Task to complete: Write the data out again, exactly as given.
====== Given data ======
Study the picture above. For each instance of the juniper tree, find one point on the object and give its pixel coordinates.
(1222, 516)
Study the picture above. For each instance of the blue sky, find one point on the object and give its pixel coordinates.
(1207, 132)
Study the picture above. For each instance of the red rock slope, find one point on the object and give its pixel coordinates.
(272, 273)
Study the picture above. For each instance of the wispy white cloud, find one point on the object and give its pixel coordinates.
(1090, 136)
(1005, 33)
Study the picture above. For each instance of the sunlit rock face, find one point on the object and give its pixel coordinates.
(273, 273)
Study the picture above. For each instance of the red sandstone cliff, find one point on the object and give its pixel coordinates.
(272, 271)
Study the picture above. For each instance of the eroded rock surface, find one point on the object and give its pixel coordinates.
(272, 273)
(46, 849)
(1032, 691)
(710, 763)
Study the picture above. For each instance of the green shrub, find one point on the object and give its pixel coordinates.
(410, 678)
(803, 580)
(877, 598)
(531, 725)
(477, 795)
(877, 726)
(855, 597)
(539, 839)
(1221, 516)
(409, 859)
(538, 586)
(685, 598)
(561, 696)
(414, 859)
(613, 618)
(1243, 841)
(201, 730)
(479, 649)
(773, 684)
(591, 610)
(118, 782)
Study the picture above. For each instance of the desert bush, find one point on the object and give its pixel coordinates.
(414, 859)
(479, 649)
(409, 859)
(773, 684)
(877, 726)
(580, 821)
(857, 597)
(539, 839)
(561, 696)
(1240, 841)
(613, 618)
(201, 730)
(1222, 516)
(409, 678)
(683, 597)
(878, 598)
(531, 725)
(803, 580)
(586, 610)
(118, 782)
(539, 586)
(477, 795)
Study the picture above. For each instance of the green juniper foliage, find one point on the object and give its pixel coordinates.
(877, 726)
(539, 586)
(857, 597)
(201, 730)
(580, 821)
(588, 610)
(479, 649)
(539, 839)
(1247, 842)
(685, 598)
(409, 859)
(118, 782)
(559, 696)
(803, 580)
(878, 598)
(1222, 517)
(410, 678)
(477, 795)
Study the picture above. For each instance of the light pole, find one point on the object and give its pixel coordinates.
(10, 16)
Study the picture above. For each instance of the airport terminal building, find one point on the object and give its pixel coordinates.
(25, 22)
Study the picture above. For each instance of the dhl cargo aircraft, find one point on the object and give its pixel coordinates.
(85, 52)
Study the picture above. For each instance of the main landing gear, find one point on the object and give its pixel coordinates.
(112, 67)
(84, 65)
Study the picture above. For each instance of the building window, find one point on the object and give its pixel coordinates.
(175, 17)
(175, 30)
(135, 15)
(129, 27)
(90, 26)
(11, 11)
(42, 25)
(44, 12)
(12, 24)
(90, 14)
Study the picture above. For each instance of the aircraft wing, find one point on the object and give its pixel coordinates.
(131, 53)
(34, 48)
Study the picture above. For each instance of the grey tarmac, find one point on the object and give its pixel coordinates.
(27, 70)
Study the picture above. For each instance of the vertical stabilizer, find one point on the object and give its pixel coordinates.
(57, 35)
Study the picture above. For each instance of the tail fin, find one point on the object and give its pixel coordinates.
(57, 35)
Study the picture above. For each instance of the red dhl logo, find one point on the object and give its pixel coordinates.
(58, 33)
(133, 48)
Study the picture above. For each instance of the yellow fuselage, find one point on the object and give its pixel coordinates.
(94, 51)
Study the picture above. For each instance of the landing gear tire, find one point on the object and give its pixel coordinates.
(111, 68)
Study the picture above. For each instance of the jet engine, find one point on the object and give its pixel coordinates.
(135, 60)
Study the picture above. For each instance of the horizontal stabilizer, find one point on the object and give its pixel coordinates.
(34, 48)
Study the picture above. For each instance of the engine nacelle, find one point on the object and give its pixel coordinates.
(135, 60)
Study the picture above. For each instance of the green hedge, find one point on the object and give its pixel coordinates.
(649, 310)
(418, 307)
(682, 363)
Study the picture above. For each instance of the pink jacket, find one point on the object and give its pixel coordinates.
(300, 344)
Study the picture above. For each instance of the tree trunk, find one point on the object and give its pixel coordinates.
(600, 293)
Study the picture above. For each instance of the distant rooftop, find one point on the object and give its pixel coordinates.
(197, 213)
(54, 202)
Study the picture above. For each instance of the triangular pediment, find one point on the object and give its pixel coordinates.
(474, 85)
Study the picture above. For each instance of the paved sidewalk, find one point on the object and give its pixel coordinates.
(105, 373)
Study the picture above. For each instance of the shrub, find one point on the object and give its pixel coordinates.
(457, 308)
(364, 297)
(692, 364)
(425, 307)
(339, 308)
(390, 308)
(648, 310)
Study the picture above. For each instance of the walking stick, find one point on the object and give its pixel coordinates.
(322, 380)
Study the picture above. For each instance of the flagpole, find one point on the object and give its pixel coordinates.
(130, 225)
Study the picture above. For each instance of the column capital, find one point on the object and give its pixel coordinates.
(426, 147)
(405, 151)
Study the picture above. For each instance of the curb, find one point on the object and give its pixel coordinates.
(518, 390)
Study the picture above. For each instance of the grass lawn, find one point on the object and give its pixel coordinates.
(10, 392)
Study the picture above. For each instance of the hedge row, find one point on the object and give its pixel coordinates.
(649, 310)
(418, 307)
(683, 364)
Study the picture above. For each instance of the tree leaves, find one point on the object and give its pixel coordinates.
======
Exercise response:
Study the picture above. For each instance of the juniper tree, find one point on the object and give its pixel coordinates.
(1222, 516)
Study the picture above. For each instance of the blue sky, find one point on the object and give its pixel coordinates.
(1207, 132)
Study the picture above. For each instance of the red rock slope, find one point on the object and give its pixel coordinates.
(272, 273)
Study the picture above. For each instance of the wispy white cloud, find one point on the object and give its pixel coordinates.
(1090, 136)
(1005, 33)
Study the picture above. For each instance of the sunlit rock face, find one point on the object and give its pixel coordinates.
(273, 273)
Study the picture above. For each instance of the red sandstone cliff, find one point on the object and give its pixel coordinates.
(272, 271)
Study the picture above. For each instance of the eroded rock surface, find one point on the object and give its pixel coordinates.
(272, 273)
(46, 849)
(1032, 691)
(710, 763)
Study the picture above. For each instance of the green shrub, find one point on the object and give its pixel coordinates.
(410, 678)
(803, 580)
(877, 598)
(531, 725)
(477, 795)
(877, 726)
(855, 597)
(539, 839)
(1221, 516)
(409, 859)
(538, 586)
(685, 598)
(561, 696)
(414, 859)
(613, 618)
(1243, 841)
(201, 730)
(479, 649)
(773, 684)
(591, 610)
(118, 782)
Study the picture above. For each instance of the desert bush, find one point on the object and give its pixel coordinates.
(414, 859)
(479, 649)
(409, 859)
(773, 684)
(877, 726)
(580, 821)
(857, 597)
(539, 839)
(561, 696)
(1240, 841)
(613, 618)
(201, 730)
(1222, 516)
(409, 678)
(683, 597)
(878, 598)
(531, 725)
(803, 580)
(586, 610)
(118, 782)
(539, 586)
(477, 795)
Study the picture above. For each instance of the green juniper foliage, find one point on the object and give its pixel coordinates.
(877, 726)
(539, 586)
(857, 597)
(201, 730)
(580, 821)
(588, 610)
(479, 649)
(539, 839)
(1247, 842)
(685, 598)
(409, 859)
(118, 782)
(559, 696)
(803, 580)
(878, 598)
(1222, 517)
(410, 678)
(477, 795)
Study the picture above. For each instance of the light pole, find one point on the object and give its pixel coordinates.
(10, 16)
Study the picture above. For each instance of the airport terminal building, find one point on the object and give its pixel coordinates.
(25, 22)
Study the picture above. For each instance of the dhl cargo aircraft, find one point on the object and give its pixel coordinates.
(85, 52)
Study the picture above. For each instance of the main landing gear, find one point on the object and give its pixel coordinates.
(112, 67)
(84, 65)
Study the picture above. For each instance of the building window, find one point on the object and give its pixel coordinates.
(175, 17)
(175, 30)
(135, 15)
(129, 27)
(90, 26)
(11, 11)
(42, 25)
(44, 12)
(12, 24)
(90, 14)
Study the picture above. For each instance of the aircraft wing, find one point on the object and give its pixel coordinates.
(131, 53)
(34, 48)
Study the picture above. For each instance of the grey tarmac, find one point on the object and give its pixel coordinates.
(27, 70)
Study the picture above. For each instance of the vertical stabilizer, find one point on the object and give its pixel coordinates.
(57, 35)
Study the picture above. For each instance of the tail fin, find one point on the object and give its pixel coordinates.
(57, 35)
Study the picture above. For each instance of the red dhl logo, find one point on the object and give its pixel coordinates.
(58, 33)
(133, 48)
Study the picture above. For each instance of the yellow fuselage, find one point on the object and give its pixel coordinates.
(94, 51)
Study the picture above. For each instance of the landing gear tire, find one point on the object and give its pixel coordinates.
(111, 68)
Study the picture above. For each instance of the jet engine, find one point on the object and give its pixel coordinates.
(135, 60)
Study the picture above. For each instance of the horizontal stabilizer, find one point on the object and give its pixel coordinates.
(34, 48)
Study the picture above. For each instance of the engine nacelle, find one point on the object and give its pixel coordinates.
(135, 60)
Study the picture above. For each instance of the green hedge, find one point on the object and give its pixel coordinates.
(649, 310)
(418, 307)
(682, 363)
Study the picture above. For each instance of the pink jacket, find one point on the object and give its pixel coordinates.
(300, 344)
Study the picture above. For each instance of the tree trunk, find one point on the object and give its pixel coordinates.
(600, 293)
Study the picture above. For each instance of the distant rooftop, find one point on the object and give its pixel coordinates.
(197, 213)
(54, 202)
Study the picture above. For each instance of the triangular pediment, find one point on the object and give its pixel coordinates.
(474, 85)
Study the picture above. For each instance of the paved sidewalk, find one point on the object and give its pixel coordinates.
(105, 373)
Study the picture above. For each instance of the shrub, find one point on the object and give its pixel coordinates.
(457, 308)
(364, 297)
(692, 364)
(425, 307)
(339, 308)
(390, 308)
(648, 310)
Study the picture above. For each instance of the walking stick, find one point on the object and give its pixel coordinates.
(322, 380)
Study the picture above. For each instance of the flagpole, find one point on the object and give its pixel coordinates.
(130, 225)
Study the picture above. For each instance of the column capital, find one point on the object and give its pixel coordinates.
(426, 147)
(405, 151)
Study the picture above. For each instance of the curb, find one point on the object and give its pixel coordinates.
(518, 390)
Study the picture above. For each instance of the grass lawn, find one point on the object and give its pixel coordinates.
(10, 392)
Study the picture above. For each instance of the hedge row, find one point on the object and give its pixel coordinates.
(649, 310)
(418, 307)
(683, 364)
Study the picture above. For each instance of the tree leaves, find one point on the object and give its pixel coordinates.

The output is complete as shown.